Saved entries:

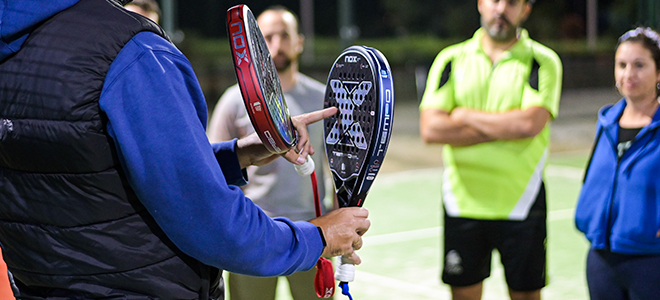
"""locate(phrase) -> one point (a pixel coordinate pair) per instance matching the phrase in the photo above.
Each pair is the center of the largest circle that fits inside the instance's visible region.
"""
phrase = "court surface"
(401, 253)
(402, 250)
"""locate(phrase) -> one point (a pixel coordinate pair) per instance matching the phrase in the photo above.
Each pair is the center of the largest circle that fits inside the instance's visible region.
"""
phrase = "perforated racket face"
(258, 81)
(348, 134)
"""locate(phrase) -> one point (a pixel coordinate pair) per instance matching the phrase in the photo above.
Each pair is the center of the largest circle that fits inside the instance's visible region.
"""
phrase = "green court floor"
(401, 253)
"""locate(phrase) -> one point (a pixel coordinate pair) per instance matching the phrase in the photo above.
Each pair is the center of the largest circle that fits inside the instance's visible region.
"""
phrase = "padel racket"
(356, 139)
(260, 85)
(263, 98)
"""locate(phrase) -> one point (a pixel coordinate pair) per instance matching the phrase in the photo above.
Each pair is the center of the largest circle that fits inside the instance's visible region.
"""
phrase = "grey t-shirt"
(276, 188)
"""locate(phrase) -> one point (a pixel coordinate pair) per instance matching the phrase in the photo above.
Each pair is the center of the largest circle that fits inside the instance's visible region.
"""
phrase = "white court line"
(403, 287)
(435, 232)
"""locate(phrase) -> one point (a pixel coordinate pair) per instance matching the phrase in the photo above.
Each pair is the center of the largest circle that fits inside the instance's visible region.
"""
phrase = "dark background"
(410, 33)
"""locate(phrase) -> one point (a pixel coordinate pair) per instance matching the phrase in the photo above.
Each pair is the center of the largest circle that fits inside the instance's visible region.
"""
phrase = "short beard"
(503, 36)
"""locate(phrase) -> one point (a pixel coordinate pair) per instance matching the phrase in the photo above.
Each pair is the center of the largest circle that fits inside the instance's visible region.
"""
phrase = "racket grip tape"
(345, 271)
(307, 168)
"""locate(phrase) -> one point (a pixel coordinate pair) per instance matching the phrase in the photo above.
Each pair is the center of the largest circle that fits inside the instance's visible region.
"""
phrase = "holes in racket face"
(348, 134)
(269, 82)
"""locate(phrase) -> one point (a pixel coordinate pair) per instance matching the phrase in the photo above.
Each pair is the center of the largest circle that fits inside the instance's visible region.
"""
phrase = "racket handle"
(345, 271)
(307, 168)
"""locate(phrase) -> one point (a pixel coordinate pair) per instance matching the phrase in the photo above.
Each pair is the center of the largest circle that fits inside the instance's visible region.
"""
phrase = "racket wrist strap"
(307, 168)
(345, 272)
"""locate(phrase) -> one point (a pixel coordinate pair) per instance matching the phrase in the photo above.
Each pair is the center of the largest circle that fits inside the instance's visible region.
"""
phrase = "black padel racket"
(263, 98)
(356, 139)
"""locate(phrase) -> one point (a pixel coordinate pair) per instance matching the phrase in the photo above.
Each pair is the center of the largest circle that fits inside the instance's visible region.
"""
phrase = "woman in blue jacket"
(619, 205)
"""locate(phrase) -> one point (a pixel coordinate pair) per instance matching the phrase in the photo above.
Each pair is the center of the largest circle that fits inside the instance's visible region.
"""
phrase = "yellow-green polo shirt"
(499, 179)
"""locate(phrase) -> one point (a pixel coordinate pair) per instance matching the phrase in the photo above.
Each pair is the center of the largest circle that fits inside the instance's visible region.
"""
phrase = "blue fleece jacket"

*BRIEF*: Copy out all the data above exactly, pictures excluded.

*EXERCISE SOLUTION*:
"""locate(phrase) -> one point (a pixel coordinate pair) per instance matching the phrase in the photo above.
Each pair is the center of the largest circle that fits inside the instance's visible region.
"""
phrase = "court surface"
(401, 253)
(402, 250)
"""locate(phrase) -> one point (a pixel coordinate pair) per instance matching the phrase in the photo above.
Each pair is the center of the largest circle that fits inside the instance's visible region.
"""
phrase = "perforated racket face"
(258, 81)
(348, 134)
"""locate(phrase) -> one point (a pixel coordinate pair) per instance matching the phrase in the photo above.
Each pair is the center of the largest circle that fits inside the instance's visible region.
"""
phrase = "green court floor"
(401, 253)
"""locate(phrase) -> one point (a pixel coordinate pair) per instance matching the phrase in the photo above.
Each pair is the center of the largest circle that fits inside the instance's visible region.
"""
phrase = "padel racket"
(356, 139)
(260, 85)
(263, 98)
"""locate(phrase) -> one point (a pixel coordinate pair) per instance matching the phrase in the photo above.
Each pair is the center of the largest circle that fits inside the instance's visible region.
"""
phrase = "grey t-shirt"
(276, 188)
"""locate(phrase) -> one point (a pixel coordinate pair) per instance matching the phrase in the photo above.
Each pair is the center of the largest circle that fits inside the instance's visible region.
"""
phrase = "white court line"
(403, 287)
(435, 232)
"""locate(phrase) -> one point (a pixel coordinate pair) per instance matching the phrase in the photo above.
Each pair is the center of the largest circle that fits inside the instance's visible region.
"""
phrase = "dark background"
(410, 33)
"""locate(phrase) -> one point (a pixel coordinate pair) per instance matching the phrase in the photo above.
Each pair is the center of the largest circle that fits inside the instance's visible region.
"""
phrase = "short beard"
(503, 36)
"""locate(phrase) -> one point (a pixel coordinate pair) per instance matching the phrase in the photo above.
Each pair is the center of the largest circle that fits inside the instance's visible region.
"""
phrase = "racket grip tape"
(345, 271)
(307, 168)
"""locate(phrase) -> one point (a pixel coordinate pair) per instance matching the phrase in the photo above.
Each pair is the center of the largest circle that fits inside the instance's visible region.
"""
phrase = "holes in racket face"
(348, 134)
(269, 82)
"""locate(phrase) -> one point (a pixel coordinate pair) per instance matching the phrase in the photo above.
Each pair is the center of the largest circle that fits inside the instance's visible region.
"""
phrase = "racket handle"
(345, 271)
(307, 168)
"""locate(phrase) -> one point (a pixel coordinate pair) per instance matching the phrase in the photo above.
Each pair is the center of the largest circle that fits inside the instance's visible region.
"""
phrase = "racket wrist strap"
(307, 168)
(345, 272)
"""locate(phrase) -> one point (a pixel coordinate pair) per instance matching the phrase in the photo above.
Each pair is the center of the largest circle that fits inside the instance's visible region.
"""
phrase = "black padel racket"
(263, 98)
(356, 139)
"""locate(phrase) -> one point (a pixel coordinate pair) per instance matching the phrase in the photo above.
Each pair is the center of the largest circle that fits inside the instance's visible region.
"""
phrase = "woman in blue jacket"
(619, 205)
"""locate(phrase) -> one point (a pixel coordinate pair) per instance matching the phrase in the photo above.
Each pair is the center of the largest circle that fits inside the instance's visible region.
"""
phrase = "yellow-green polo shirt"
(499, 179)
"""locate(phrase) -> one point (a pixel coordinate pair) per instance matching the phrase in the photo above.
Each pair is the center of the largest circle that fits inside the instance's visible region.
"""
phrase = "blue fleece jacket"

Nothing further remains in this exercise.